*Input data*
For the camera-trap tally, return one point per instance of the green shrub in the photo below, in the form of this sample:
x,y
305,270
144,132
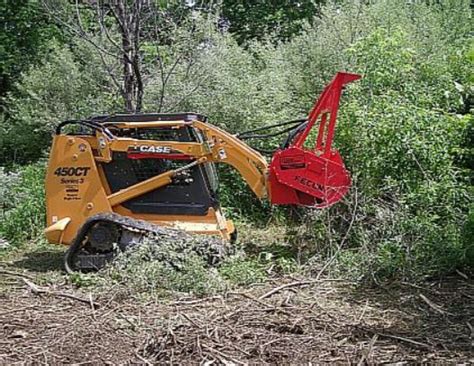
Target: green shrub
x,y
23,207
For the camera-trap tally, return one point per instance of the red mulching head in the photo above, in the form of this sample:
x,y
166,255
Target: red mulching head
x,y
313,177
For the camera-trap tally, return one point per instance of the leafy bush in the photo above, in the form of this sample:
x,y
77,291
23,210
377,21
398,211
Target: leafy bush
x,y
22,204
61,88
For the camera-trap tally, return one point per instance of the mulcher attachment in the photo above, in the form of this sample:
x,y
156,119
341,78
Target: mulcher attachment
x,y
313,176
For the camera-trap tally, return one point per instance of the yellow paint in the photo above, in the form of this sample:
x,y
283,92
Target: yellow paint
x,y
71,199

*What you should do*
Copy word for word everything from the line containing "of the yellow" down to the last line of the entries above.

*Task solution*
For the camera-trap tally, return one point per instance of the yellow paint in the photo above, in the form of this sample:
x,y
283,92
Target: yellow paint
x,y
71,199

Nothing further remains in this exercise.